Товарищи дразнили его за картавость, и Осмунд не умел по­стоять за себя. Случалось, он приходил домой побитый. Однажды ему пришлось особенно туго, и он вернулся домой с мучительно сморщенным  личиком,   едва  удерживаясь,   чтобы   не   заплакать.

Отец стал у него допытываться, что же такое случилось, а он ни­как не хотел говорить. Наконец выяснилось: ребятишки дразнили его, началась драка, Осмунд оказался один против многих. «Только это они не нарочно, папа»,— тут же добавил Осмунд.

Когда уехала замечательная няня Хельга, в доме появилась новая няня. С Осмундом она обращалась неважно, не понимая причины его медлительности, и часто срывала на нем досаду. Зато у отца Осмунд всегда находил утешение и шел к нему со всеми своими радостями и обидами.

Его отдали в специальную школу в городе, главным образом чтобы уберечь от насмешек детей. Учительницы его любили и ве­рили, что он научится всему, что полагается. Но мальчишки из Люсакера подстерегали его на станции, шли за ним по холмистой дороге, передразнивая его походку и речь. Однажды у Осмунда лопнуло терпение, и он поднялся прямо в башню, к отцу.

«Ну, папа, придется тебе меня выручать,— сказал он,— так дальше нельзя». Отец удивился, услышав из уст этого еще очень ребячливого мальчика такое взрослое выражение.

Вскоре Осмунда отослали из школы домой — у него стала бо­леть голова. Отец почуял неладное, но тогда мы еще не догады­вались, насколько все это серьезно. У Осмунда поднялась темпе­ратура, он слег да так и не встал больше.

Старый друг нашей семьи, доктор Йенсен, навещал его каж­дый день, возился с ним, осматривал, задавал одни и те же во­просы. Прежде добрый доктор Йенсен всегда приносил нам успокоение и утешение, но сейчас он прятал глаза. Мы с отцом по очереди сидели у постели Осмунда, он рассказывал нам о своих мечтах, удивительно зрелых при всей их наивности. Он говорил, что, когда вырастет, станет садовником. Цветы такие красивые, и интересно смотреть, как они вырастают из земли. А вообще-то он бы стал священником — в религии столько красивого.

Бывали часы, когда мальчик казался совсем здоровым и весе­лым, и тогда мне едва верилось, что с ним что-то неладно, но тут снова начиналась боль, и он просил, чтобы мы не шумели, очень уж голова болит от наших разговоров. К рождеству ему стало хуже. Доктор Йенсен пригласил специалиста, и вдвоем они обнаружили бациллу. У Осмунда был туберкулезный менингит, надежды не оставалось.

[Блок данных]
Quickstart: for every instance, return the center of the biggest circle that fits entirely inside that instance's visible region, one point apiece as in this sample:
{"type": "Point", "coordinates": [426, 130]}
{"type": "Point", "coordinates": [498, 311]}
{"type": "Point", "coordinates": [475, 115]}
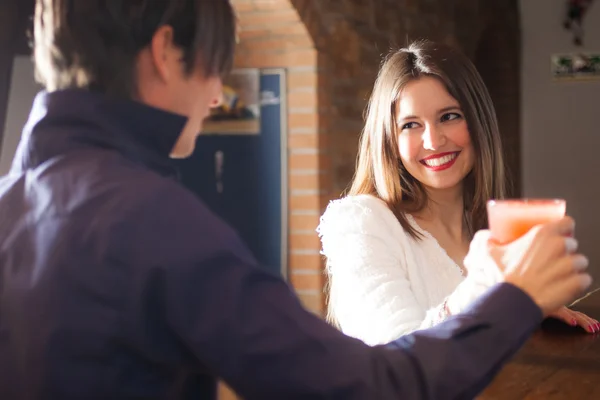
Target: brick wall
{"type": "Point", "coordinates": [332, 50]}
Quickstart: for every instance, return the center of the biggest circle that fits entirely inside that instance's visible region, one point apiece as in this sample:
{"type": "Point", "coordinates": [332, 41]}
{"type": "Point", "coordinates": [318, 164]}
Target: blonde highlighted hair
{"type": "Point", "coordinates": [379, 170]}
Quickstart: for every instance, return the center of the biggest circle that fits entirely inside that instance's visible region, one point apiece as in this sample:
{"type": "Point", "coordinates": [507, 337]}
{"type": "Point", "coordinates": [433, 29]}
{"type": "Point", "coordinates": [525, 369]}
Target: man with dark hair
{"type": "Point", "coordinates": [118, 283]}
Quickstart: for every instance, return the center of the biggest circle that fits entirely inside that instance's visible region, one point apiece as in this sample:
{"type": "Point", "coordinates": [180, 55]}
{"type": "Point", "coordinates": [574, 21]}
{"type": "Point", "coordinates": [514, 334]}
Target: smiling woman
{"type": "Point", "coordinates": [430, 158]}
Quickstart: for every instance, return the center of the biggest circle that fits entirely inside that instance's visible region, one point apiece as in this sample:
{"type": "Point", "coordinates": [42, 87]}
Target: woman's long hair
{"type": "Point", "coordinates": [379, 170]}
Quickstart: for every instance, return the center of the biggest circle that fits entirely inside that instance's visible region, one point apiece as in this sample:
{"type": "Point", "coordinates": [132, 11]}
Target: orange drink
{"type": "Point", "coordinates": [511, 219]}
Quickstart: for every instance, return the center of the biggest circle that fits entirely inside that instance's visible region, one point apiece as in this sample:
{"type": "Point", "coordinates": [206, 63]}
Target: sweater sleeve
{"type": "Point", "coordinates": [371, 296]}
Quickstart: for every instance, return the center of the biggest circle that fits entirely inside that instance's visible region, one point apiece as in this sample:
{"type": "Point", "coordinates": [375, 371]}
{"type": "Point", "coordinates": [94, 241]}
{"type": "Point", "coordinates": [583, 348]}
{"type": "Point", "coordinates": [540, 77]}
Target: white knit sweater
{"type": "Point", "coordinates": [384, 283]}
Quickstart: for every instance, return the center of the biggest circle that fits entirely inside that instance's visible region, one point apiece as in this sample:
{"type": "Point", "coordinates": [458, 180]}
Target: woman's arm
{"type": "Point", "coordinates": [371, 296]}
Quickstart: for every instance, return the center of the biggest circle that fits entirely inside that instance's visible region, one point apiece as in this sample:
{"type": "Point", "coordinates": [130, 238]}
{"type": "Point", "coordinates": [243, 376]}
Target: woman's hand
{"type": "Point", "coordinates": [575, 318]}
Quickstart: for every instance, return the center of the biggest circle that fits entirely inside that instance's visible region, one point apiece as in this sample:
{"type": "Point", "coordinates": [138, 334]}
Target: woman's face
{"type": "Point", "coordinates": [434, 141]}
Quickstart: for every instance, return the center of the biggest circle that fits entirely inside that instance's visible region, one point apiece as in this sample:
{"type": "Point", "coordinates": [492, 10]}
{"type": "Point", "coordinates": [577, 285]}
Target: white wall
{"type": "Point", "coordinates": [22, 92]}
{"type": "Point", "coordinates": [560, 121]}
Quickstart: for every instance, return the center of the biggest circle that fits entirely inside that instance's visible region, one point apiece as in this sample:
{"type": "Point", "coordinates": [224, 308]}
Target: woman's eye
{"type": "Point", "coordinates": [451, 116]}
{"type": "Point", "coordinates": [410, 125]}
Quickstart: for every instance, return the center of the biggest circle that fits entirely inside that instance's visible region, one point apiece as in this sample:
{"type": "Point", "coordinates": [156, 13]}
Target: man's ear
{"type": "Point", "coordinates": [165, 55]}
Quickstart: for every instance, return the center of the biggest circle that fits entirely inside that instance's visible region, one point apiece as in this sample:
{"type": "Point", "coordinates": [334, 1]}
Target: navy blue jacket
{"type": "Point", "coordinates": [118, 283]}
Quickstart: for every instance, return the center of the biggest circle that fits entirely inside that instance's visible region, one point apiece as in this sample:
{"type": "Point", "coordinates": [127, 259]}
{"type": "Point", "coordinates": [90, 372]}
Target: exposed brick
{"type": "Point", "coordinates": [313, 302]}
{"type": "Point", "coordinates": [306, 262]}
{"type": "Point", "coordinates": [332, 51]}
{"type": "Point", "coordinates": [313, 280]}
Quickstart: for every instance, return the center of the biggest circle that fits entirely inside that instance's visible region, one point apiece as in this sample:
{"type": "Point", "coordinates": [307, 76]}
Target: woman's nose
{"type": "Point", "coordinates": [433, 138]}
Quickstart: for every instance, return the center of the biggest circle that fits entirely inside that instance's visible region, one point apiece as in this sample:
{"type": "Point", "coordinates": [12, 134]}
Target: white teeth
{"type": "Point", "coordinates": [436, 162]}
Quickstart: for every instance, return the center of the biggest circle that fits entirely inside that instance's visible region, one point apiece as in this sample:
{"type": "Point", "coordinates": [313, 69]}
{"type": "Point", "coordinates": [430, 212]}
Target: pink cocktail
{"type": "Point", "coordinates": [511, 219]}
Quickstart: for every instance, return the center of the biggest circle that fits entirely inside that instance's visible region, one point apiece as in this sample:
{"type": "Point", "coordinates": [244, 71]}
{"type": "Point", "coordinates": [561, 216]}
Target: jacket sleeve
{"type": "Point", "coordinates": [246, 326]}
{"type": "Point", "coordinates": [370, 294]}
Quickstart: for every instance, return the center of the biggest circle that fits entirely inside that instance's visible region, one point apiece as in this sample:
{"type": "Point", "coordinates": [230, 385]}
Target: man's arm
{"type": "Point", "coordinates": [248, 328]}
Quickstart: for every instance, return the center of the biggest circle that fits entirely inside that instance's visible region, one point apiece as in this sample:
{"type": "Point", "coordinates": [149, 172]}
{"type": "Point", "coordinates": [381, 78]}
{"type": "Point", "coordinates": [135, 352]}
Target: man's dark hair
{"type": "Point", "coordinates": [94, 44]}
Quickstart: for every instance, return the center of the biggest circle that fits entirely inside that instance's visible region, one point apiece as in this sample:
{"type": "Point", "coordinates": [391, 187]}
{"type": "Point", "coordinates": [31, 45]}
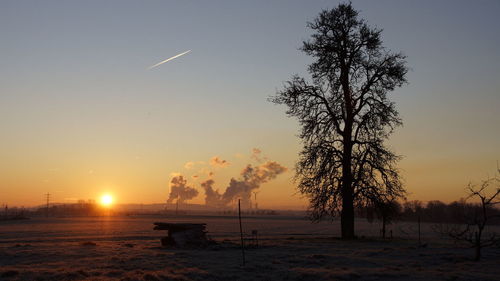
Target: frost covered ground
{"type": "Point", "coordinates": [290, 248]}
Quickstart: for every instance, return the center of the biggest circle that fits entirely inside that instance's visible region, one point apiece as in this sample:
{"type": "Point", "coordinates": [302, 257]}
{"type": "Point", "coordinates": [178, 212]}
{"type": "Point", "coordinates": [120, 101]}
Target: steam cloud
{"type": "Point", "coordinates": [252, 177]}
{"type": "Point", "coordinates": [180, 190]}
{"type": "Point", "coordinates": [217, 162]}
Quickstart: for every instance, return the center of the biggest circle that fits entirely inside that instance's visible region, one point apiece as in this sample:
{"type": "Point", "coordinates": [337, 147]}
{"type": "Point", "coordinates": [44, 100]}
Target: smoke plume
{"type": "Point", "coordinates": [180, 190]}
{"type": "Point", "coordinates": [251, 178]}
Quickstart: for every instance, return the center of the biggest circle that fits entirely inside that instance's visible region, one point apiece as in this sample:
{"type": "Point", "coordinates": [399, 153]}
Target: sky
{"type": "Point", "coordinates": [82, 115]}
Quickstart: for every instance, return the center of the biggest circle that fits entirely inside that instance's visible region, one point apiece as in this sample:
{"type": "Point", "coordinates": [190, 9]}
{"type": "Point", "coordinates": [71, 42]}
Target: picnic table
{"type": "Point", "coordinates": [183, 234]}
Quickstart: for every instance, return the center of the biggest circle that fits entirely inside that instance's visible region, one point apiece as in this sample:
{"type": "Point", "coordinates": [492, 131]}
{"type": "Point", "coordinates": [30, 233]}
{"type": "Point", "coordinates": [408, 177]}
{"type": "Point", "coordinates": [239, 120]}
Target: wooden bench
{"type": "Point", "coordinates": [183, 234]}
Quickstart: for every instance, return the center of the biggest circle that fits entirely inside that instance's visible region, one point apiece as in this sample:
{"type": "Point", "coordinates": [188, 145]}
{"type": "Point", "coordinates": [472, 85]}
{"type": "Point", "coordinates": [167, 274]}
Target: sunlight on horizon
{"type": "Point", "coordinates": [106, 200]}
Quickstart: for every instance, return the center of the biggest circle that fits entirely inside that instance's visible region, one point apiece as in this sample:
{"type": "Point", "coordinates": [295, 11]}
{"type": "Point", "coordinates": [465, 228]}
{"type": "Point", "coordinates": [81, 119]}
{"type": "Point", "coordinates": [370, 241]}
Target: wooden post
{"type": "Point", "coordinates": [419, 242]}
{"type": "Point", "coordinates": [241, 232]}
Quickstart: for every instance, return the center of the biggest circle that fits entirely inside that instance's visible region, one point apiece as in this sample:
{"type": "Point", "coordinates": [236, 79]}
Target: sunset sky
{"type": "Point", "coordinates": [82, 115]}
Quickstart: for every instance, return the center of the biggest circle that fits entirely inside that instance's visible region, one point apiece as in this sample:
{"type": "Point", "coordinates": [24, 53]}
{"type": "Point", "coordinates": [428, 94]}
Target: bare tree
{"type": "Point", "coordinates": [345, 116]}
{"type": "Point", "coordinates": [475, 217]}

ЗАДАНИЯ>
#1 Верните без изменений фрагмент отрывка об Осмунде, начиная со слов «Товарищи дразнили его» и заканчивая словами «же добавил Осмунд.».
#2 Перечислите все строки записей, в которых встречается слово «woman». Регистр букв учитывается.

ОТВЕТЫ>
#1
Товарищи дразнили его за картавость, и Осмунд не умел по­стоять за себя. Случалось, он приходил домой побитый. Однажды ему пришлось особенно туго, и он вернулся домой с мучительно сморщенным  личиком,   едва  удерживаясь,   чтобы   не   заплакать.

Отец стал у него допытываться, что же такое случилось, а он ни­как не хотел говорить. Наконец выяснилось: ребятишки дразнили его, началась драка, Осмунд оказался один против многих. «Только это они не нарочно, папа»,— тут же добавил Осмунд.

#2
Target: smiling woman
Target: woman's long hair
Target: woman's arm
Target: woman's hand
Target: woman's face
Target: woman's eye
Target: woman's nose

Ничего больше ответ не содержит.